■ **JOB**:
Could you render the listing's lines from the one containing "For each instance of the gray" through the one containing "(1051, 803)", both included, as a JSON list of strings with one string per line and no blank lines?

* start *

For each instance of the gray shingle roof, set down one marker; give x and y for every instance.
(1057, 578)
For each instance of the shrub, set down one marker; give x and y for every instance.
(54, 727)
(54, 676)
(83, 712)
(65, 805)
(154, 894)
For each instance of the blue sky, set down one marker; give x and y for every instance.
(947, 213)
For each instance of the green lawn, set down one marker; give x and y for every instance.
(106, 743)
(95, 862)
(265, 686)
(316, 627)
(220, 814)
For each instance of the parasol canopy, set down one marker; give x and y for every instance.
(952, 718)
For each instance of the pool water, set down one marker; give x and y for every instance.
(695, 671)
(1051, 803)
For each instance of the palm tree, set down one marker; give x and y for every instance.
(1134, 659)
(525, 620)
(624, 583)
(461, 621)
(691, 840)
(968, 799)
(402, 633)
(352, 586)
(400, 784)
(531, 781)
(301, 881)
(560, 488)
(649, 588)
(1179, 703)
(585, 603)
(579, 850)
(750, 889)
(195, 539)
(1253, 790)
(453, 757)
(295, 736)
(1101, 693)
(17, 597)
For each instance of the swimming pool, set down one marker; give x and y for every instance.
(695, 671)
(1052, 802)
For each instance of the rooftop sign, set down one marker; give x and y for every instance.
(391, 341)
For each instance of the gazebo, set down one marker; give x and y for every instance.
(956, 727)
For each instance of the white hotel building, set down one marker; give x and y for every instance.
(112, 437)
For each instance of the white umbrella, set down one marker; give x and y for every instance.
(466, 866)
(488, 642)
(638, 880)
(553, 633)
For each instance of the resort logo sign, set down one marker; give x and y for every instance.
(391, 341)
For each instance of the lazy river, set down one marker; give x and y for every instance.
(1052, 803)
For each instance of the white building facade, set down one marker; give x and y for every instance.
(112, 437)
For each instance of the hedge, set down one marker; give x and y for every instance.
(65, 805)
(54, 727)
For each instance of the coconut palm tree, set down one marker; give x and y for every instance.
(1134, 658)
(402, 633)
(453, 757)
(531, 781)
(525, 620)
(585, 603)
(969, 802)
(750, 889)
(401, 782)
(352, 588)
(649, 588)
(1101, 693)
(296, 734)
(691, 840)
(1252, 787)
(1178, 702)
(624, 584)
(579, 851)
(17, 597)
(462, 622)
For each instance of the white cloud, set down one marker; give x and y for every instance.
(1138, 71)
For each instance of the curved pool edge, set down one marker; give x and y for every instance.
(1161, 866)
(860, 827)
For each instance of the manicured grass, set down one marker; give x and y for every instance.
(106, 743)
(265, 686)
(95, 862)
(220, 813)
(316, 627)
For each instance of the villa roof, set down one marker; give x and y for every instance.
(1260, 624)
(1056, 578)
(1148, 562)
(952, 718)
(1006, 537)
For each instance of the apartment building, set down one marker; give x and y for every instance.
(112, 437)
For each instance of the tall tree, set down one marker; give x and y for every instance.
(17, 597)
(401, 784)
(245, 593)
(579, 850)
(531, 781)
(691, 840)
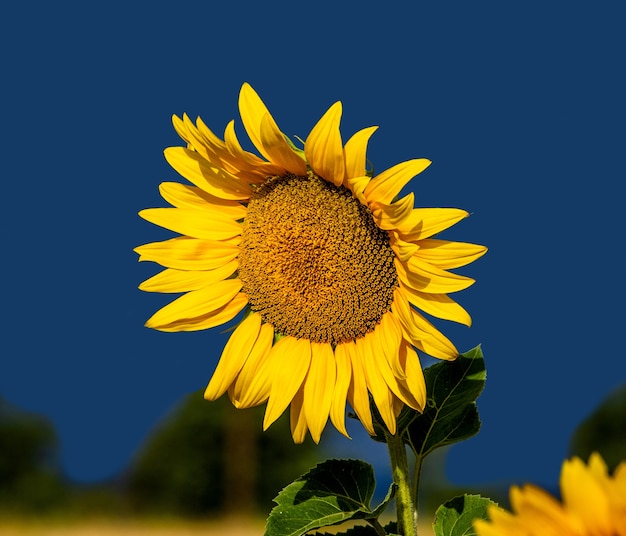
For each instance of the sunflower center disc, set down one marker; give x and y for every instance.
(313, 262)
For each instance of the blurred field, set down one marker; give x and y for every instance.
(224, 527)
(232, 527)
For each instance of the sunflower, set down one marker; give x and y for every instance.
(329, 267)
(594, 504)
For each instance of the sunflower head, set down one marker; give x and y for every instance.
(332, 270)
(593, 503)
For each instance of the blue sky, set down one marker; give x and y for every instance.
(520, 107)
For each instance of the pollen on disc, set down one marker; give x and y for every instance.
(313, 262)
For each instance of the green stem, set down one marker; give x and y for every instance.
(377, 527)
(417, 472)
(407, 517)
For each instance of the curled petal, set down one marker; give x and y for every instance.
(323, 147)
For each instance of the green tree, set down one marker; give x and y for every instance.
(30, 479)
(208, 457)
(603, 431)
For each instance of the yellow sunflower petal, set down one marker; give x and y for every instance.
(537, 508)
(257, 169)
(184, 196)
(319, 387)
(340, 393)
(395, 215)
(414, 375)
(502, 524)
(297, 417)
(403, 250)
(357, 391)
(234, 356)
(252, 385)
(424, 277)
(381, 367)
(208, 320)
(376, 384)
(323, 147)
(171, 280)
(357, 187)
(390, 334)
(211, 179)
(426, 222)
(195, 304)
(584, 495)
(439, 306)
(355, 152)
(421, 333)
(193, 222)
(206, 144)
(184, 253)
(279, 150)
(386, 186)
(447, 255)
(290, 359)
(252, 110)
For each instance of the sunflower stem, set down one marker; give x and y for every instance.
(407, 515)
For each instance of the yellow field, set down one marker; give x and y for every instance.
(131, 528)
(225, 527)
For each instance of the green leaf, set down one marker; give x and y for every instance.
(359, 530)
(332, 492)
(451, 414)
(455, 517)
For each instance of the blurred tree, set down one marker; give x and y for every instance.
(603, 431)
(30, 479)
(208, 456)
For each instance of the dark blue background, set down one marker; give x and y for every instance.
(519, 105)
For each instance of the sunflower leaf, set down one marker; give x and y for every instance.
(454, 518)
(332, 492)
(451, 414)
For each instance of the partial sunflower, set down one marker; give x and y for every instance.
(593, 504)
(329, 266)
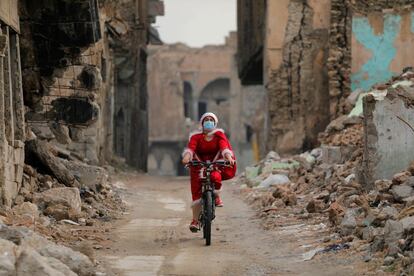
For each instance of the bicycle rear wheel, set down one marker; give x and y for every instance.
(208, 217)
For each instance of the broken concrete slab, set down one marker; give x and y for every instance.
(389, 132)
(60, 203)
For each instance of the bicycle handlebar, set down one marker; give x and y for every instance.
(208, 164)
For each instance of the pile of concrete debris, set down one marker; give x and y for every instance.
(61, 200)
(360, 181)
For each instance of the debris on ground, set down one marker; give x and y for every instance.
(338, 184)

* end *
* start *

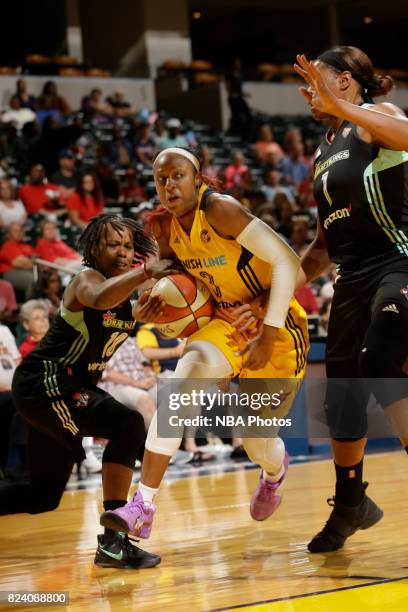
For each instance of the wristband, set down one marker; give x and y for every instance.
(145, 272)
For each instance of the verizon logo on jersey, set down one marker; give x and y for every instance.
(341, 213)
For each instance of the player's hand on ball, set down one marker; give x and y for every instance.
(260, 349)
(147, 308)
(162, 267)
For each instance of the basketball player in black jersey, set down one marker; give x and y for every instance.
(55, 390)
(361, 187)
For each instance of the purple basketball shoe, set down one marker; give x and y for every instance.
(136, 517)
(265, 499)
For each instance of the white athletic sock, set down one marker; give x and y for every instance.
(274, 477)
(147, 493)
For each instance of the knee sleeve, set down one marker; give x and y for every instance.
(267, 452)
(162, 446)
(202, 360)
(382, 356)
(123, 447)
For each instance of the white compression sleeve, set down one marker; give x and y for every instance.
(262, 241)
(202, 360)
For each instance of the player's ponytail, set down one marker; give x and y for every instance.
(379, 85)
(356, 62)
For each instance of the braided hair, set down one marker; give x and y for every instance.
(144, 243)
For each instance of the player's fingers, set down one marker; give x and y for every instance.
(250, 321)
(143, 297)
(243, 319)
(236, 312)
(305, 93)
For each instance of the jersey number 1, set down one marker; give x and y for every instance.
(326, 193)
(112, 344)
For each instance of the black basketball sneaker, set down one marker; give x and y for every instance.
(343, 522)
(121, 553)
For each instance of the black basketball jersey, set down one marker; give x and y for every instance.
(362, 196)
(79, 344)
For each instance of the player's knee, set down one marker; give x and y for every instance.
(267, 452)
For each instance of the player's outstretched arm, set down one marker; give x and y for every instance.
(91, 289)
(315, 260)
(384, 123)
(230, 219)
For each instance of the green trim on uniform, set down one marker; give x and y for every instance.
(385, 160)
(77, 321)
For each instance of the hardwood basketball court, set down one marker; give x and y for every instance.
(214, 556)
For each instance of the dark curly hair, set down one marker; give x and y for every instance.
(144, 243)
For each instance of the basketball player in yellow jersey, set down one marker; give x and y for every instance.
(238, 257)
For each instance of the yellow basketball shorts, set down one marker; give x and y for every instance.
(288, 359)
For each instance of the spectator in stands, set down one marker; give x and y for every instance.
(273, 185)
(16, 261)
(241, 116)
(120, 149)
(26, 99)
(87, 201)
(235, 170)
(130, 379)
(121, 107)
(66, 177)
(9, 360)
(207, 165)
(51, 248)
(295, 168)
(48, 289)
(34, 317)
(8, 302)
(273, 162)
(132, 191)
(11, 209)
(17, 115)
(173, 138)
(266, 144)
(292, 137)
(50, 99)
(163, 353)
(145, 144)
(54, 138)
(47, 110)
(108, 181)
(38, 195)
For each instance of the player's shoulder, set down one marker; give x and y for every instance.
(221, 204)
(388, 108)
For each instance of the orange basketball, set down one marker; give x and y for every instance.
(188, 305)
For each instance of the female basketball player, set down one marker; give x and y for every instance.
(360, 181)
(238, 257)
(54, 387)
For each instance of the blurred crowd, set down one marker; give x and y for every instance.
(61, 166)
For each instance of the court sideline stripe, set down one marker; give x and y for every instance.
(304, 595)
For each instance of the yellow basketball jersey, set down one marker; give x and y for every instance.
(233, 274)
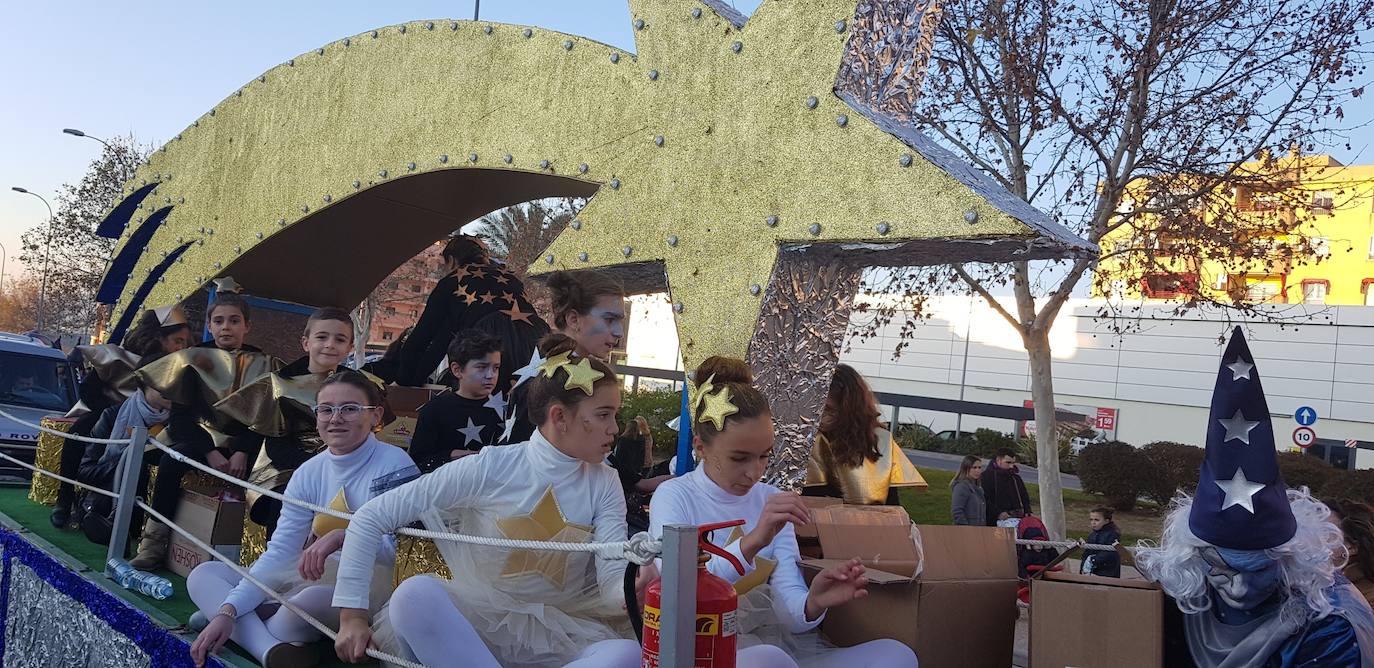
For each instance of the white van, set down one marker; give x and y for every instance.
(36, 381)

* end *

■ **THE SOLUTION**:
[
  "For each instance of the gray shingle roof, set down one marker; give x and y for every instance.",
  "(1057, 578)",
  "For each instance of the shrub, set down one marker; give x and y for every instance.",
  "(54, 727)",
  "(54, 676)",
  "(83, 712)",
  "(65, 805)",
  "(154, 894)",
  "For each instance of the blue sky, set down one marker; give x and y for every instance.",
  "(947, 213)",
  "For each instance of the green lawn, set down one marker; give x and y for every instance.",
  "(106, 743)",
  "(95, 862)",
  "(265, 686)",
  "(316, 627)",
  "(220, 814)",
  "For each instance of the parasol canopy, set down one marker; give x and y for every instance.",
  "(952, 718)",
  "For each instance of the pool water, set down one marker; give x and y for every instance.",
  "(695, 671)",
  "(1051, 803)"
]